» What is being asked
Render the lines of the items below as a numbered list, from the line containing "Player-tracking tagging: indicate the gothic" through the end of the items, both included and blank lines omitted.

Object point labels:

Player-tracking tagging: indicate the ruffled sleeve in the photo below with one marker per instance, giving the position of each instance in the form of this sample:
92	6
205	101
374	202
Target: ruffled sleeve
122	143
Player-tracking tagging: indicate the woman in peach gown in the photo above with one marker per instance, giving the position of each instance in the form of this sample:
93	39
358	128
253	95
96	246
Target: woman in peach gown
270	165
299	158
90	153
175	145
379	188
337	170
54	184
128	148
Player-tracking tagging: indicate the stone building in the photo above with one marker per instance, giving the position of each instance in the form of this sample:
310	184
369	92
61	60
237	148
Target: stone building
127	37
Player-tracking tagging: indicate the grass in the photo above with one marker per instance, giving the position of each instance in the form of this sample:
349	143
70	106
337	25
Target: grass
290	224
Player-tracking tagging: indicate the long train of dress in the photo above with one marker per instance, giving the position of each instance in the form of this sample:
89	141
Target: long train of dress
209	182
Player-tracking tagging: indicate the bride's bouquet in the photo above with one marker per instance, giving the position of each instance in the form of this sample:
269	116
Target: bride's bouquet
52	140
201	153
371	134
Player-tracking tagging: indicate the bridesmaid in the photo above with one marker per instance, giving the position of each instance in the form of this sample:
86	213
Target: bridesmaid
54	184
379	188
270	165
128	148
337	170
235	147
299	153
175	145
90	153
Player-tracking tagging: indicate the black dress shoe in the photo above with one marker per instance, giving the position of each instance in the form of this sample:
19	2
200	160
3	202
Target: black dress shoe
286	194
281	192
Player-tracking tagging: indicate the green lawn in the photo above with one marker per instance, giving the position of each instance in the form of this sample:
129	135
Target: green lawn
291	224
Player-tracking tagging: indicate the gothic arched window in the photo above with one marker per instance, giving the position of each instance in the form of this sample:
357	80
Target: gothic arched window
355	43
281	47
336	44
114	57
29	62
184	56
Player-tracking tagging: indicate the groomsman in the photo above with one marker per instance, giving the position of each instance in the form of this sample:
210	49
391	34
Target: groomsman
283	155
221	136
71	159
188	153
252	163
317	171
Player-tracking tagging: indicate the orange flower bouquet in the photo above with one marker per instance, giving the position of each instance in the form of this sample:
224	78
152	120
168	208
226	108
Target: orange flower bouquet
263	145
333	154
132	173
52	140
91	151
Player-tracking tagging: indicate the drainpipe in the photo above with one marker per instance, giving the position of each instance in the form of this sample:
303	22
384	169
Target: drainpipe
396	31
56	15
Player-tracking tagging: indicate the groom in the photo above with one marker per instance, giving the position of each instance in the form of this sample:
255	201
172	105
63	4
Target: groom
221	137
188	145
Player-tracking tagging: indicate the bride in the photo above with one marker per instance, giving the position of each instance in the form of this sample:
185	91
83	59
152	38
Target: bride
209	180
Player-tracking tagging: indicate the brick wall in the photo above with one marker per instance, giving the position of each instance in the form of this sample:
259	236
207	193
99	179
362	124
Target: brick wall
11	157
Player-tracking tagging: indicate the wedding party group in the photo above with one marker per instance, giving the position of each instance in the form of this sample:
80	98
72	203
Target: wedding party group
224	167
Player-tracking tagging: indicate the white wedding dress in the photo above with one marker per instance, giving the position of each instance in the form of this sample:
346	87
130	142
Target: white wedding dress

» Completed task
1. Player-tracking tagging: indicate the gothic arched window in the photo above with one marker per instance, giving the position of each instance in the form of this sample:
2. 357	80
3. Target: gothic arched window
4. 355	43
5. 281	47
6. 336	44
7. 114	57
8. 29	62
9. 184	56
10. Player-tracking tagging: indicate the groomsman in the photo above with one marker per instance, giving the position of each instance in the form of this sample:
11. 210	49
12. 391	34
13. Target: groomsman
14. 283	155
15. 221	136
16. 71	159
17. 188	153
18. 252	163
19. 317	171
20. Player-tracking tagging: indicate the orange flower bouquet in the photo above with one marker per instance, giving the position of each instance in the form of this sample:
21. 224	78
22. 152	120
23. 168	208
24. 226	108
25. Target: orange flower bouquet
26. 263	145
27. 333	154
28. 132	173
29. 52	140
30. 91	151
31. Player-tracking tagging: indicate the drainpipe in the photo above with one marker per instance, giving the position of each instance in the form of this sample:
32. 303	22
33. 384	169
34. Target: drainpipe
35. 396	31
36. 56	15
37. Player-tracking tagging: indicate the groom in the photo above with one marker per instance, giving the position of each instance in the form of this sample:
38. 255	201
39. 172	105
40. 63	4
41. Target: groom
42. 221	137
43. 188	145
44. Player-tracking tagging: indicate the bride in the photo above with one marker per instance, giving the position of each instance in the form of this sample:
45. 185	91
46. 83	59
47. 152	38
48. Target: bride
49. 209	180
50. Player-tracking tagging: indicate the brick wall in the photo above with one marker per instance, giving the position of each instance in the form of this sample:
51. 259	236
52. 207	193
53. 99	179
54. 362	124
55. Target: brick wall
56. 11	157
57. Player-tracking tagging: indicate the wedding party group in the photo above with one marker per instance, giving the position of each instance in the form of this sample:
58. 80	98
59. 72	203
60. Target: wedding party group
61. 224	167
62. Player-tracking tagging: indicate the white wedding dress in the photo above with one marker per instance, giving the position of each instance in the form of this sample:
63. 346	87
64. 130	142
65. Target: white wedding dress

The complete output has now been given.